Each entry must be given again exactly; images do not belong in the copy.

::: Material for this exercise

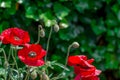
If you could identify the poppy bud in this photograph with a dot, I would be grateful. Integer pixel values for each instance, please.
(75, 44)
(6, 64)
(45, 77)
(42, 33)
(33, 75)
(56, 28)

::::::

* [Finished task]
If you could identify the poppy bud in this photograph with a dot, I would be grateful. Integer pixel values for each instance, please.
(75, 44)
(6, 64)
(45, 77)
(42, 33)
(33, 75)
(56, 28)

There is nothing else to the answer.